Text segment —
* * * * * * *
I'd really need to get some best practices in place for administering these boxes. Any suggestions to remove some of the pain would be most welcome!

You are already using them: ssh, scp, wget and vim. Those are not pain. There might be some teething pains, while you figure out how powerful they are. But, to bring the Windows analogy back, I feel seriously hampered when I have to use a Windows box. For you it's the other way around. It's just what you are used to. So, give it some time and it'll come to you.

You mentioned already ssh, vim and wget which is essential and perfect. Some additional tools that can make life easier:

1. GNU Screen

"GNU Screen is a free terminal multiplexer that allows a user to access multiple separate terminal sessions inside a single terminal window or remote terminal session. It is useful for dealing with multiple programs from the command line, and for separating programs from the shell that started the program." (From the GNU Screen page on Wikipedia)

A main advantage is that you can have one or several virtual terminals that are in the exactly same state as you left them when you come back (i.e. relogin via ssh). This is also good when your connection is broken for some reason.

Screen works indepently from the software you use to connect to the box (it lives on the server), so it combines well with putty or most other terminal software.

This article shows some nice things you can do with it: http://www.pastacode.de/extending-gnu-screen-adding-a-taskbar/en/

2. Midnight Commander

A console based graphical-like browsing tool for viewing and manipulation of files and directories. Can also do secure remote transfers.

3. rsync

For fast, secure and reliable file transfer and synchronization between different locations

4. VCS

Use of a distributed version control system like bazaar, mercurial or git to update code. Github or Bitbucket offer commercial code hosting, but it is not necessary, you can also use it efficiently on your own machines.

Joseph Kern: can you elaborate how you exactly use git for remote config organization?

5. Terminal Clients

On Unix-like-systems they are already on board, on Windows you can use Putty, Tera Term, Mind Term or Pandora. Or make a Cygwin installation and ssh from the Cygwin terminal windows to the remote boxes (which has more advantages but this is a question of what you prefer).
* * * * * * *
Recorded data —

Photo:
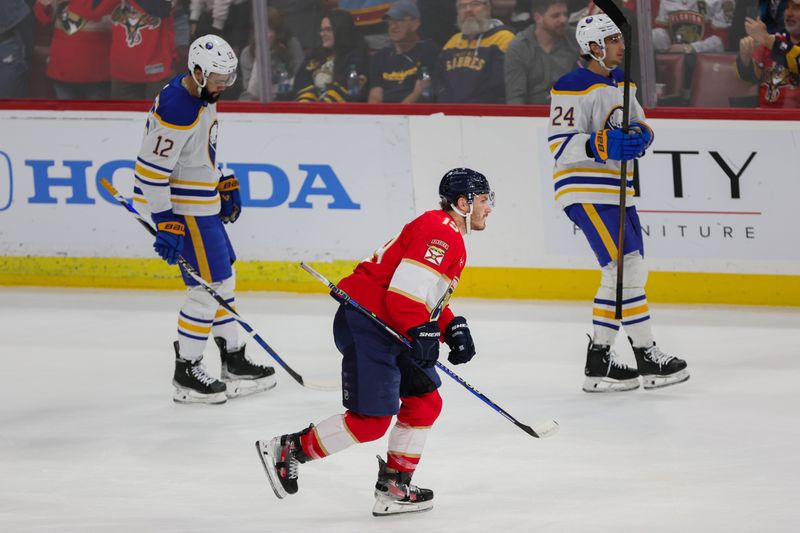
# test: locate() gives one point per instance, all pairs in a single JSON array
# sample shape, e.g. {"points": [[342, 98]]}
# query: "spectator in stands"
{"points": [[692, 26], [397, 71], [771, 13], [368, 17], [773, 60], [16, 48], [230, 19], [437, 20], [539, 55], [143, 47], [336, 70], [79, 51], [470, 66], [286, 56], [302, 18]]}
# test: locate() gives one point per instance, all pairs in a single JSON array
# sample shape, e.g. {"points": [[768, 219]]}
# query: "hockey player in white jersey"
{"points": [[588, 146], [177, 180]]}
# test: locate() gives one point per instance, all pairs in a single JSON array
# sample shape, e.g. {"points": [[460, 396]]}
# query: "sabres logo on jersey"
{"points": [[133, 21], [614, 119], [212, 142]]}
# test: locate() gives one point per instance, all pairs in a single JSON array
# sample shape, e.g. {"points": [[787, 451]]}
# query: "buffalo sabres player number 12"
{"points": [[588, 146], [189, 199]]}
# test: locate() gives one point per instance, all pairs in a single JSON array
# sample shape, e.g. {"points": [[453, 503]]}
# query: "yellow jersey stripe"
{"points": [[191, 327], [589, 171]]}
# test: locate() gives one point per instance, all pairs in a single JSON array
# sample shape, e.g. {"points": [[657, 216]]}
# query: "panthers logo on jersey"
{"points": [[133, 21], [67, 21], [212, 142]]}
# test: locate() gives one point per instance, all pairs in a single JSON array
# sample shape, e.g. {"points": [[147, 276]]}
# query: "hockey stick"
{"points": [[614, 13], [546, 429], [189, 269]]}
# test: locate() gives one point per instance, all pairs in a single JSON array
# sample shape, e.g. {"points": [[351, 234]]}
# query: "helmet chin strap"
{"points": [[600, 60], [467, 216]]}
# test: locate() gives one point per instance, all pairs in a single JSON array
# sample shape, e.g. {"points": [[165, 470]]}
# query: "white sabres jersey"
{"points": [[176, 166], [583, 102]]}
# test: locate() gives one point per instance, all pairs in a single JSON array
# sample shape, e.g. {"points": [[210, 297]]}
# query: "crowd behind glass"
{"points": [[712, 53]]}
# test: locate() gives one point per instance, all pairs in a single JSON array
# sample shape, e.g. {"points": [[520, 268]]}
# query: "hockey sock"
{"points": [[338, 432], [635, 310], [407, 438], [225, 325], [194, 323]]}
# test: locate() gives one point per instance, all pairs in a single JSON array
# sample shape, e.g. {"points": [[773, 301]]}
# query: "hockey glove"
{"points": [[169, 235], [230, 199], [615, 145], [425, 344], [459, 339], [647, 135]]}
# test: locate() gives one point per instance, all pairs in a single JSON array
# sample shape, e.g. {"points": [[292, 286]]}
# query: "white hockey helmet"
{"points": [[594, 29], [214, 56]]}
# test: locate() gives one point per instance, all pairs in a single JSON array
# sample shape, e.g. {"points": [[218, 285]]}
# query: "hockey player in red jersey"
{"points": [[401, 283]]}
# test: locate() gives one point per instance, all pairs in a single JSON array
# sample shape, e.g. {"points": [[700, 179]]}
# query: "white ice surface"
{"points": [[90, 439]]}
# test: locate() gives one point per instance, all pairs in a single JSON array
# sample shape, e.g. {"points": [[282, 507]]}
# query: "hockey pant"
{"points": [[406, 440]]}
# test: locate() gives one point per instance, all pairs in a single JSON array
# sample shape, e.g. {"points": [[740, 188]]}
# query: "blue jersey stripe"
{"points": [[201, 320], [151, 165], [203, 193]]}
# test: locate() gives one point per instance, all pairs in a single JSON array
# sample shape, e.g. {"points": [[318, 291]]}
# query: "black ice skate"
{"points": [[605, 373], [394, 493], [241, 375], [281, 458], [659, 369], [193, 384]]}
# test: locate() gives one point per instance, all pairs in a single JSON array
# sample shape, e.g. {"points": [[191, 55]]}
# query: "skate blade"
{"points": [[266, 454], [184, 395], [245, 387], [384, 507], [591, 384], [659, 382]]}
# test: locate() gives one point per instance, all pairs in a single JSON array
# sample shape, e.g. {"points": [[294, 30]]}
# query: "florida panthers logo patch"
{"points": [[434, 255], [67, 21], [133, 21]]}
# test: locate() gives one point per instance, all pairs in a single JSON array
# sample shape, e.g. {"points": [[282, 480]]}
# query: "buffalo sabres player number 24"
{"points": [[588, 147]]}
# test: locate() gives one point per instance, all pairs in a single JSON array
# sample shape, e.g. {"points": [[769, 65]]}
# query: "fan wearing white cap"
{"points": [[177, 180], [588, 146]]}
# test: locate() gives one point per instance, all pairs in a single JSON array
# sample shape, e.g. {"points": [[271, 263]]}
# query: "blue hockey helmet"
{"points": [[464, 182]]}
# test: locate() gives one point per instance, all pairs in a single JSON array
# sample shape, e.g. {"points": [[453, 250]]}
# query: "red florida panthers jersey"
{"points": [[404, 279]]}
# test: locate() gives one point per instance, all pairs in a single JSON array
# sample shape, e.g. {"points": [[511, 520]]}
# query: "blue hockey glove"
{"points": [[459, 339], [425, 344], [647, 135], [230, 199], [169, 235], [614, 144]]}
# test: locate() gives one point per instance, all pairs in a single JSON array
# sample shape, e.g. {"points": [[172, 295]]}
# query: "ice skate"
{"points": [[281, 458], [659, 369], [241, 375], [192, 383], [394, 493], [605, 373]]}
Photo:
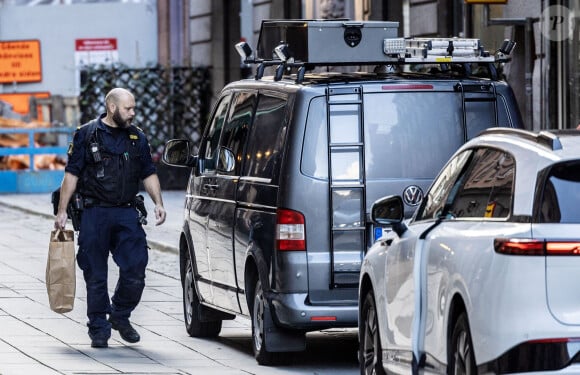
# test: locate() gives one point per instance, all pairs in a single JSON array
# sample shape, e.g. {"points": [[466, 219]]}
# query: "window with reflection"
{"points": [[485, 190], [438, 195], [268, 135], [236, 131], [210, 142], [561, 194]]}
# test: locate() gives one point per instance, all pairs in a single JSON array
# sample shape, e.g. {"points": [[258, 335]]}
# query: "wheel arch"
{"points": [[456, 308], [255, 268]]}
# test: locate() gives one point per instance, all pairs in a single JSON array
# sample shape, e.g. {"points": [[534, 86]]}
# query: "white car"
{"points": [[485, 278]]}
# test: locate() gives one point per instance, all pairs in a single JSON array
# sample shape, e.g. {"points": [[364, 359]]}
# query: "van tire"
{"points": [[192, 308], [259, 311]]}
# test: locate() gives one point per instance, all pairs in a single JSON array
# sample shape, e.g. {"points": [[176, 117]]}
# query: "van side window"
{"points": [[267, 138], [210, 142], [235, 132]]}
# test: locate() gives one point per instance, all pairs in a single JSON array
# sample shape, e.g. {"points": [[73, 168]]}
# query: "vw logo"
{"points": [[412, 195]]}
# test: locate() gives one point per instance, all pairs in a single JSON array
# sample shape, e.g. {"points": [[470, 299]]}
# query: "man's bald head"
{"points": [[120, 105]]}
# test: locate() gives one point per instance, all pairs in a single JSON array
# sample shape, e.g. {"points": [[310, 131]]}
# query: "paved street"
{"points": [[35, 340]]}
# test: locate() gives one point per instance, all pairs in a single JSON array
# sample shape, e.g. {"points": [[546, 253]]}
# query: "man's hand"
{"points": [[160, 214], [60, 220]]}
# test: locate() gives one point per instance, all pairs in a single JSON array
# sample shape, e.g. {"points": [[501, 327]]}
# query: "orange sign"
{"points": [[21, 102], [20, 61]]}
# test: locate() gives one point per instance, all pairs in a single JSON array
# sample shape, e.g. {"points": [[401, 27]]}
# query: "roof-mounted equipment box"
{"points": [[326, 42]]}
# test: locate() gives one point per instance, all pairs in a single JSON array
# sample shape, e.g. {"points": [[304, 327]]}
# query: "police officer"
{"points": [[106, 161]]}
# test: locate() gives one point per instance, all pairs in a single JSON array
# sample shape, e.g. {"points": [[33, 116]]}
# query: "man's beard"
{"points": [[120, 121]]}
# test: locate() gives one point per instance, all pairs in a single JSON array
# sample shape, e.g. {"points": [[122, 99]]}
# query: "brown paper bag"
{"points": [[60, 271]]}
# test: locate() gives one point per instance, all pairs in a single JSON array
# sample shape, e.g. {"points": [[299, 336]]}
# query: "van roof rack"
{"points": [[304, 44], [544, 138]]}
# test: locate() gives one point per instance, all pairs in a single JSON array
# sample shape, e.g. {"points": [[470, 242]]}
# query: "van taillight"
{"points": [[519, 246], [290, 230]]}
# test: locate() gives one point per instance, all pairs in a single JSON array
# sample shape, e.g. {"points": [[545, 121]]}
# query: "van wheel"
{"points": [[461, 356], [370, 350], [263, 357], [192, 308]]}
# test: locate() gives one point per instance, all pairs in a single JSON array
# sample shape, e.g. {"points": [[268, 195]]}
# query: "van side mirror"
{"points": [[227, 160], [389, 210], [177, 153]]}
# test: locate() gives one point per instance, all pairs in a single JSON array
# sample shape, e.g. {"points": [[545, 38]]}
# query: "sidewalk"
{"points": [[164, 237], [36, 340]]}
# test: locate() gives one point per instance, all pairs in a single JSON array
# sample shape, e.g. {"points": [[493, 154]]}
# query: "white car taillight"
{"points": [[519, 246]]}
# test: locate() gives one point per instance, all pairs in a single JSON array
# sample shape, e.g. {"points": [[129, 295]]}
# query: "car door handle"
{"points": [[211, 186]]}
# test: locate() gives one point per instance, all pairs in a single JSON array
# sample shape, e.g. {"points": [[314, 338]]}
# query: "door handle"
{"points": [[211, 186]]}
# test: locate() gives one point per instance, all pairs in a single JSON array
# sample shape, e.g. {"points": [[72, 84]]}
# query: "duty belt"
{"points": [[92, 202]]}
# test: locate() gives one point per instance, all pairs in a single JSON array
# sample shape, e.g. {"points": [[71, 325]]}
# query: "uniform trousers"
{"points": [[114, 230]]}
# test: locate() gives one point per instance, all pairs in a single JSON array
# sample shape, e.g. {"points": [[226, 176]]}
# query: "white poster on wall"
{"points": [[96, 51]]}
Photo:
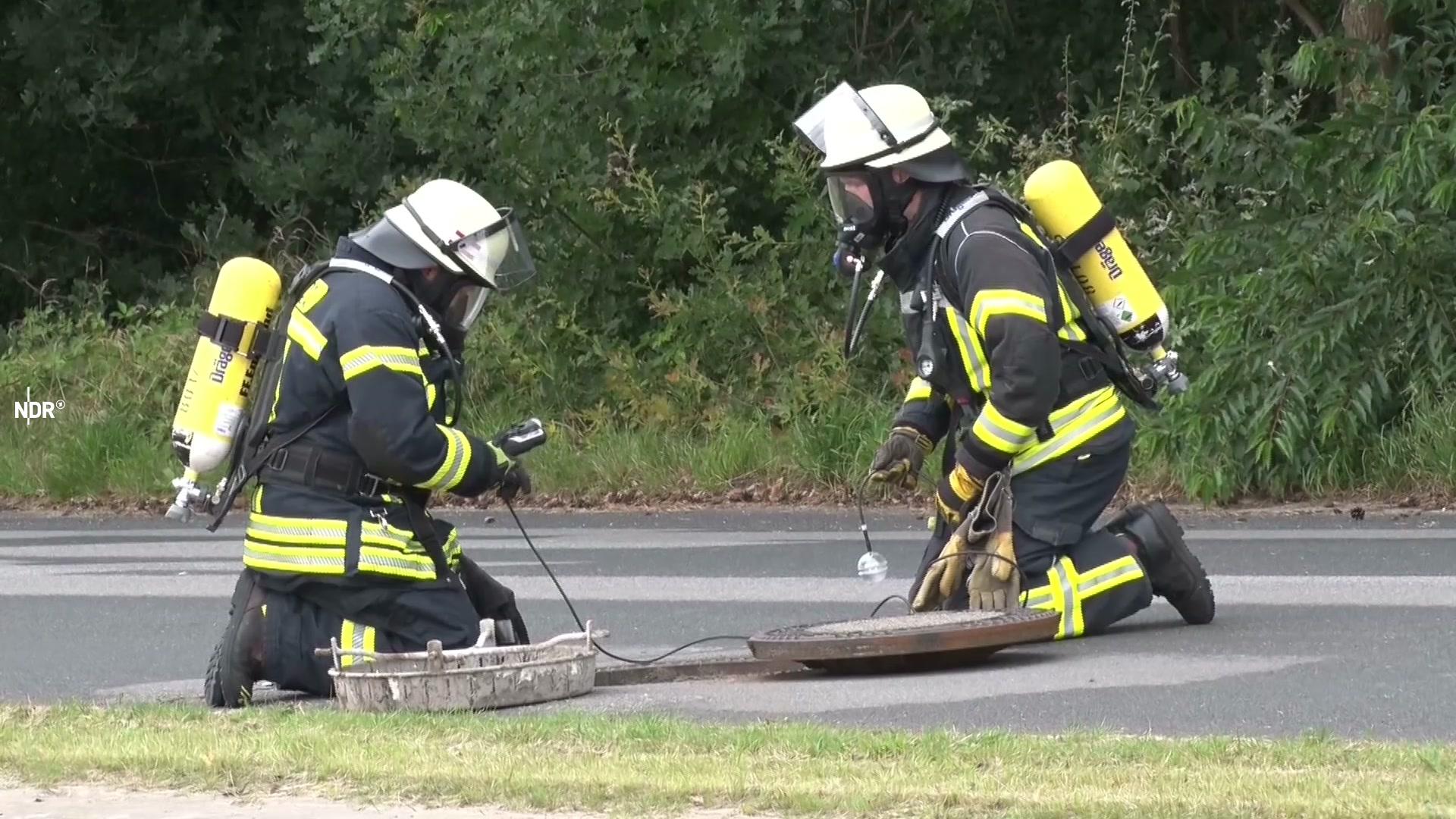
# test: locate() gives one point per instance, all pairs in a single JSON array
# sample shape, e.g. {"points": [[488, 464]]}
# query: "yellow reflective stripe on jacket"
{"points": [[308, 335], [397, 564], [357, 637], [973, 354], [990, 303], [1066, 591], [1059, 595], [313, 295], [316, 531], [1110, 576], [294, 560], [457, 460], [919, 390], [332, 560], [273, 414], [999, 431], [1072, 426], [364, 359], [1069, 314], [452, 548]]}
* * * * * * *
What the task requires —
Continue the forum discussion of tools for administering remote servers, beginning after its final sentence.

Answer to this task —
6. Tunneling and Port Forwarding

It can be helpful to forward certain ports securely to your local machine. For example you could forward the MySQL port TCP 3306 or postures TCP 5432 and install some database administration tool locally.

You can build tunnels from Windows machines with putty (or command line based with it's little brother plink), with Cygwin and Mindterm also can do port forwarding. If you are locally on a Unix-like machine you can use ssh odr plink to create such tunneling.

To create some more stable and permanent tunneling for various ports I recommend OpenVPN. The "pre-shared-key" tunneling method from point to point is not so hard to install.

7. Have a local Unix-like system

When your local machine is a Mac you have this already, you can open a local shell. When your workstation is windows-based it could be helpful to create a local Unix-like server, which is in the same local network. This can be a different machine in a different room connected to the same router or switch. Or if you want only one machine, you can install the free VMware server and make a virtual machine, preferably the same operating system as your remote machine. Install a samba server on it and you can "net use" the samba shares from your desktop.

If you an ssh server on the local server and open port 22 on your router for it you can ssh into your local system when you are outside.

You can build tunnels to remote machines or transfer and synchronize files and whole file trees with rsync. You can use it for testing, for VSC, for local development, as a local webserver, for training purposes.

You can pull backups from remote machines. You can create local cron jobs that do the backups automatically (e.g. databases you want to save locally regularly)

Server does not boot  problems

This is the most difficult to troubleshoot problem with remote autonomous servers. And you are lucky if DRAC/ILO works because Murphy's Laws apply. 

The most common reason of the server that is previously operational to boot to safe mode is change of /etc/fstab that contains an error and was not checked after after it was made. In this case the server boot to safe mode with root filesystem mounted read-only. See

Other possible reasons include

As with any complex error it is prudent to have a baseline of the server at some local storage pools.  As access is via DRAC or ILO only it is also prudent to log your actions via script.  In you do some destructive commands like rm or chmod or find with exec option test such a command on local server dfirst. Experiment on remote server can make bad problem even worse.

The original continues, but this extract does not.